[[ Records to use open ]]
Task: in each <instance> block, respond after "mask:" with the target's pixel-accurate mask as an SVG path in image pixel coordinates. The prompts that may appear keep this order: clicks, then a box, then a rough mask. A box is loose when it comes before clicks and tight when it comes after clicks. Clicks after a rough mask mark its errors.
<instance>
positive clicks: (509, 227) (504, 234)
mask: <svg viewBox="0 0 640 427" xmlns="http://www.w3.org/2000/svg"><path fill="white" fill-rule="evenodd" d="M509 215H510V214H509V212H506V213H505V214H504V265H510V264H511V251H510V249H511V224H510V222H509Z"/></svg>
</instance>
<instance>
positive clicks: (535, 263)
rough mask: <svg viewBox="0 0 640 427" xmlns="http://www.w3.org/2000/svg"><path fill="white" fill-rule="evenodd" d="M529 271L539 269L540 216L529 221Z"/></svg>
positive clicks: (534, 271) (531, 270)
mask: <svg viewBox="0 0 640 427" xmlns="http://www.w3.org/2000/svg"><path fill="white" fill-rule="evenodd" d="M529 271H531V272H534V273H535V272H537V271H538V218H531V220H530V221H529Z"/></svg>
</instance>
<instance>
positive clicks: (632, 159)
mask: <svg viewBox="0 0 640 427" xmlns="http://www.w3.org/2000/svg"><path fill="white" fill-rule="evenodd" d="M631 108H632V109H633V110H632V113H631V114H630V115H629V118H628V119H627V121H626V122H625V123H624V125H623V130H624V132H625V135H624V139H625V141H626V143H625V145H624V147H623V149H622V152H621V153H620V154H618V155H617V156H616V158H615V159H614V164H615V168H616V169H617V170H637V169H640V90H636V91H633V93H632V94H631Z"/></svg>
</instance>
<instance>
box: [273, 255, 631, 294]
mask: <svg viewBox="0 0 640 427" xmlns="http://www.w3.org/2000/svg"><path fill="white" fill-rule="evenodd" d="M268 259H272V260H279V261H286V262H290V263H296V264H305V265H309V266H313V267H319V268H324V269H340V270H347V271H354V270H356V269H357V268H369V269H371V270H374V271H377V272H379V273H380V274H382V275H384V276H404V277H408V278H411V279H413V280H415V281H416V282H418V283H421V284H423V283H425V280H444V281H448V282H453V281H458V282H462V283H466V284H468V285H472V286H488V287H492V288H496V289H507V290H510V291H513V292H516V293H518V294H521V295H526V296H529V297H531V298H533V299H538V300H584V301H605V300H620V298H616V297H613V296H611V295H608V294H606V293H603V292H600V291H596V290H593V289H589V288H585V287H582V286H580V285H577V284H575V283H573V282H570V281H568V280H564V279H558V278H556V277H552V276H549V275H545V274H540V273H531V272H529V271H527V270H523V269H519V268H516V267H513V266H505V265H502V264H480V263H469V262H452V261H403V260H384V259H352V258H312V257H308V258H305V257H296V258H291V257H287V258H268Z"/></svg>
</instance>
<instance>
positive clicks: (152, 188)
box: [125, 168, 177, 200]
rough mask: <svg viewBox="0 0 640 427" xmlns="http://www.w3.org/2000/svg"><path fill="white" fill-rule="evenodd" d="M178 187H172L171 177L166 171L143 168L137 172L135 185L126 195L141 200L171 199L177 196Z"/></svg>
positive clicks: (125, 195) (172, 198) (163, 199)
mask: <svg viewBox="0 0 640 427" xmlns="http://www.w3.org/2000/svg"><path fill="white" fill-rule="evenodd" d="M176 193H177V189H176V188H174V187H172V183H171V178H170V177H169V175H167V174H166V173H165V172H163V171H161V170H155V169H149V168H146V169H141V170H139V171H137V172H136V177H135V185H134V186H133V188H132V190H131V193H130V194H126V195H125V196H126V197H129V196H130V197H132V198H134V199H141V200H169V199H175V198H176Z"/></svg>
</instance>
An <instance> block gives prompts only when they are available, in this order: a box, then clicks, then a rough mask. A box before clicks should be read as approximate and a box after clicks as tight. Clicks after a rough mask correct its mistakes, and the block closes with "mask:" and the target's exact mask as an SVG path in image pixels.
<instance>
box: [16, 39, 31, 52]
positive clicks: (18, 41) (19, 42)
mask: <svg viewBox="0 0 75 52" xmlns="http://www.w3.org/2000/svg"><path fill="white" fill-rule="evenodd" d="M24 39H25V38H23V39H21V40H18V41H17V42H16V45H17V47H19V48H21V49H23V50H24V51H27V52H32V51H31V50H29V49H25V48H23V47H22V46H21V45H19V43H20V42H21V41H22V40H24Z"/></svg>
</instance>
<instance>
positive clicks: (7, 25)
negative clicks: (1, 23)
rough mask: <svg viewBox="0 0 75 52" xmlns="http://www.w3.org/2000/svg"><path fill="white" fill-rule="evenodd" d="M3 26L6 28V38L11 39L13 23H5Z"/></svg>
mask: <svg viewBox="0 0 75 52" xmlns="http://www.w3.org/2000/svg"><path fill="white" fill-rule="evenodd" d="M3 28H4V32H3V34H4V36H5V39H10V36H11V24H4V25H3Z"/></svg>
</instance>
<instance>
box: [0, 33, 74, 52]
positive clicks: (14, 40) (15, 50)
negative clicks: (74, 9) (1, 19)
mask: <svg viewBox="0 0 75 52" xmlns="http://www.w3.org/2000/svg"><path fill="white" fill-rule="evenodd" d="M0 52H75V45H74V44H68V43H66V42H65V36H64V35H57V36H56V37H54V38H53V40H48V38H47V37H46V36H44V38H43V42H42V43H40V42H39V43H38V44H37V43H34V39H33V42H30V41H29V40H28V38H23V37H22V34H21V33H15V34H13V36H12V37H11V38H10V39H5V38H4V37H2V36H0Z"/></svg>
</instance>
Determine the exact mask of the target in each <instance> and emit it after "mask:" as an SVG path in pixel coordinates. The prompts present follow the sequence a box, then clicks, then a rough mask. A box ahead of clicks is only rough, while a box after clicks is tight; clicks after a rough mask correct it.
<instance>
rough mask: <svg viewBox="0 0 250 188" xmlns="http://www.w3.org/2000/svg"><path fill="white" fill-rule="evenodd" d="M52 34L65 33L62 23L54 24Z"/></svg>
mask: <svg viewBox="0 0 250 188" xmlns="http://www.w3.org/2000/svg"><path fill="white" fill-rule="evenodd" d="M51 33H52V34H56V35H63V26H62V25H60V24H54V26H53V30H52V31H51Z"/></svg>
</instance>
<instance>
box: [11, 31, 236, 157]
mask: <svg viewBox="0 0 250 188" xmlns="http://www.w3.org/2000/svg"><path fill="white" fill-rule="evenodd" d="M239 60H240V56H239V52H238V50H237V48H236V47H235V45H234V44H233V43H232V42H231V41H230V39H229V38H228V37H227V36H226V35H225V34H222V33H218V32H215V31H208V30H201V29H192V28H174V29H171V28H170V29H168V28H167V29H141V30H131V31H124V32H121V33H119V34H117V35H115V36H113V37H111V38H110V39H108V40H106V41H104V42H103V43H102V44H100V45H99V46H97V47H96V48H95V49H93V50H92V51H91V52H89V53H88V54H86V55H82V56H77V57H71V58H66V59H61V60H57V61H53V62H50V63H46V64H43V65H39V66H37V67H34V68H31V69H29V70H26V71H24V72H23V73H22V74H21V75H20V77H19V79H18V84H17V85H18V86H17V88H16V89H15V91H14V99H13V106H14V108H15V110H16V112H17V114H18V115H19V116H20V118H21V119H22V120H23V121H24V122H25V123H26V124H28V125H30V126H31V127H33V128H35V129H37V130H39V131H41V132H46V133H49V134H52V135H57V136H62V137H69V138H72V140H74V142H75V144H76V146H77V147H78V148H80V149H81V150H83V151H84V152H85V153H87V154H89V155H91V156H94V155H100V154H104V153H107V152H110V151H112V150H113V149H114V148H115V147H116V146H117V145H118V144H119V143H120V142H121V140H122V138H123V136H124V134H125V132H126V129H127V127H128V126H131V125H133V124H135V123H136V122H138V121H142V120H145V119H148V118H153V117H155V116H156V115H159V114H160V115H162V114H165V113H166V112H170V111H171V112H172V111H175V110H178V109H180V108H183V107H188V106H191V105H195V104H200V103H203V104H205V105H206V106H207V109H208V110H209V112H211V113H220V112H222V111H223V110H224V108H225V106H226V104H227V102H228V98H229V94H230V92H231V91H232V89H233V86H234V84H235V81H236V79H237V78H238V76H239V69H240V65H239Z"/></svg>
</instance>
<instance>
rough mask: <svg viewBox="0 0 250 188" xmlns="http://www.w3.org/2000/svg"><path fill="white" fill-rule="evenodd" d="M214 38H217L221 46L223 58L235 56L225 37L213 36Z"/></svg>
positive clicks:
[[ Records to use closed ]]
- Exercise aim
Restate word for word only the lines above from the line containing "positive clicks: (7, 25)" to the line containing "positive clicks: (14, 40) (15, 50)", both of them included.

- Expected answer
positive clicks: (7, 25)
negative clicks: (1, 23)
rough mask: <svg viewBox="0 0 75 52" xmlns="http://www.w3.org/2000/svg"><path fill="white" fill-rule="evenodd" d="M3 26L6 28V38L11 39L13 23H5Z"/></svg>
mask: <svg viewBox="0 0 75 52" xmlns="http://www.w3.org/2000/svg"><path fill="white" fill-rule="evenodd" d="M3 28H4V32H3V34H4V36H5V39H10V36H11V24H4V25H3Z"/></svg>
</instance>
<instance>
box: [0, 33, 74, 52]
positive clicks: (14, 40) (15, 50)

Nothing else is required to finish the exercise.